Elles demandent au Premier Président de la Cour d'appel de Paris d' infirmer l'ordonnance rendue par chaque JLD au motif que l'Administration n'a pas présenté de présomptions suffisantes pour justifier la mise en oeuvre des dipositions de l'article l 16B du LPF, que l'Administration s'est abstenue de transmettre des éléments en sa possession susceptibles de modifier l'appréciation du JLD et de plus a volontairement présenté des informations partielles ou erronées, et qu'ainsi l'Administration a privé le JLD des éléments nécessaires pour lui permettre de vérifier de manière concrète le bien-fondé de la demand de mise en oeuvre des l'article L 16B du LPF.

Par ces motifs, il est demandé au premier président de la cour d'appel de :

-infirmer l'ordonnance du JLD du TJ de PARIS du 3 octobre 2022 ;

-infirmer l'ordonnance du JLD du TJ de MEAUX du 28 septembre 2022 ;

-infirmer l'ordonnance du JLD du TJ de FONTAINEBLEAU du 29 septembre 2022 ;

-ordonner la restitution de l'ensemble des éléments saisis par l'Administration.

Dans ses écritures, l'Administration fiscale conclut au rejet des moyens soulevés par les parties appelantes en ce que l'agumentation développée par les parties appelantes ne remet pas en cause le bien-fondé des présomptions retenues par chaque JLD et que les présomptions de fraude à l'encontre de la société de droit luxembourgeois sont fondées (adresse du siège social, centre décisionnel, régime fiscal privilégié, activité occulte de la société Temrex).

Par ces motifs, l'Administration fiscale demande de :

-confirmer l'ordonnance du Juge des libertés et de la détention de MEAUX du 28 septembre 2022;

-confirmer l'ordonnance du Juge des libertés et de la détention de FONTAINEBLEAU du 29 septembre 2022;

-confirmer l'ordonnance du Juge des libertés et de la détention de PARIS du 3 octobre 2022,
-rejeter toutes demandes, fins et conclusions,
-condamner chaque partie appelante au paiement de la somme de 2 000 € au titre de l'article 700 du Code de procédure civile et aux dépens.

**Exercices à traiter:**
1/ Pour chacune des affirmations suivantes, dites si elle concorde avec le texte, en justifiant par une citation exacte. (a) Les parties appelantes demandent la restitution de l'ensemble des éléments saisis. (b) L'ordonnance du JLD de Meaux date du 3 octobre 2022. (c) L'Administration fiscale réclame 5 000 € à chaque partie appelante.
2/ D'après le texte, quels éléments l'Administration fiscale avance-t-elle pour fonder les présomptions de fraude à l'encontre de la société de droit luxembourgeois ?
3/ Recopiez tout le passage du texte qui va de « -infirmer l'ordonnance du JLD du TJ de PARIS » jusqu'à « saisis par l'Administration. ».

**Extrait des données:**
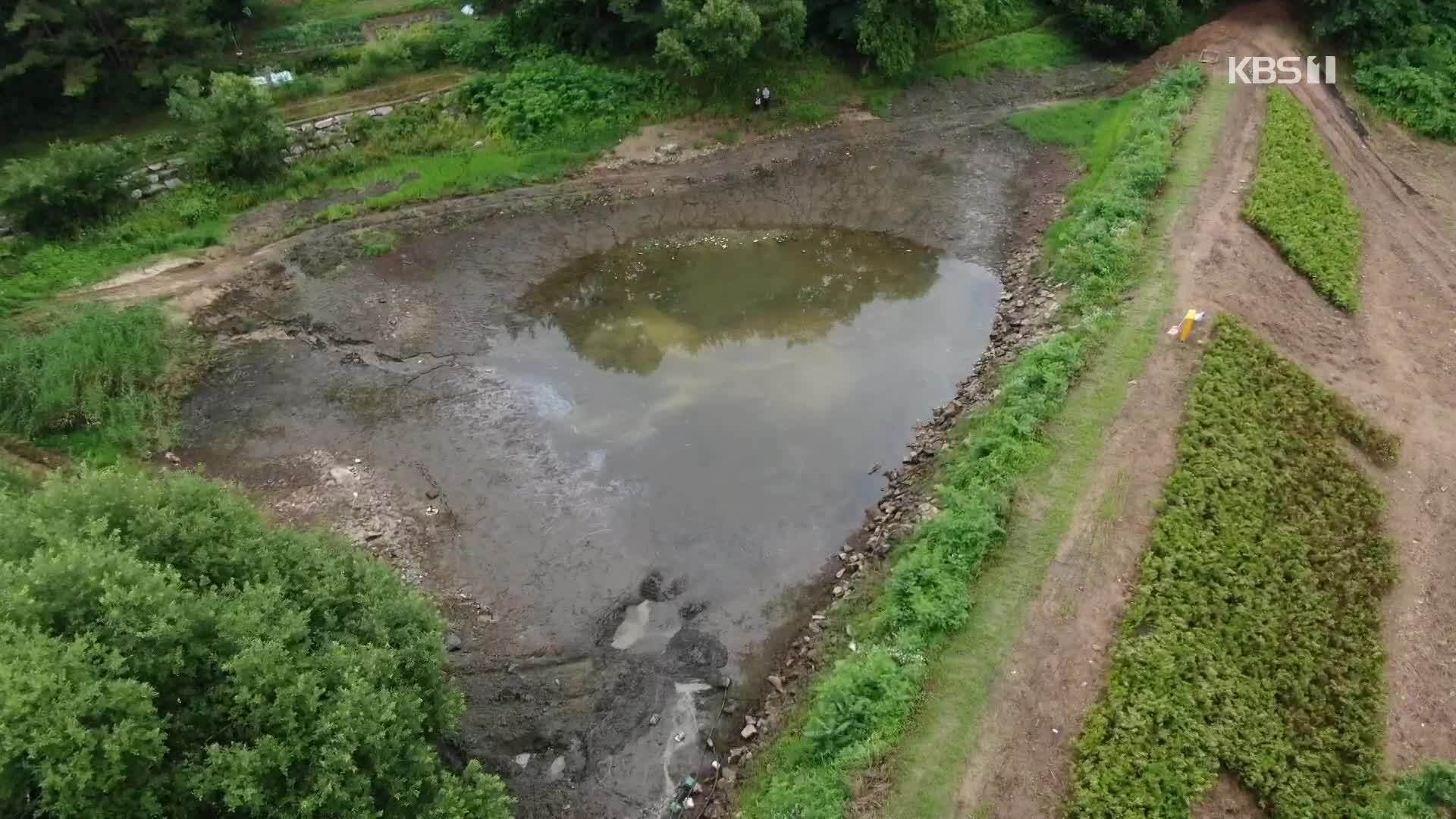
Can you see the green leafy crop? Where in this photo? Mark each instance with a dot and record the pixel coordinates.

**Corrigés:**
1/
(a) Oui : « ordonner la restitution de l'ensemble des éléments saisis par l'Administration ».
(b) Non : « l'ordonnance du JLD du TJ de MEAUX du 28 septembre 2022 ».
(c) Non : « la somme de 2 000 € ».

2/ L'adresse du siège social, le centre décisionnel, le régime fiscal privilégié et l'activité occulte de la société Temrex.

3/
-infirmer l'ordonnance du JLD du TJ de PARIS du 3 octobre 2022 ;

-infirmer l'ordonnance du JLD du TJ de MEAUX du 28 septembre 2022 ;

-infirmer l'ordonnance du JLD du TJ de FONTAINEBLEAU du 29 septembre 2022 ;

-ordonner la restitution de l'ensemble des éléments saisis par l'Administration.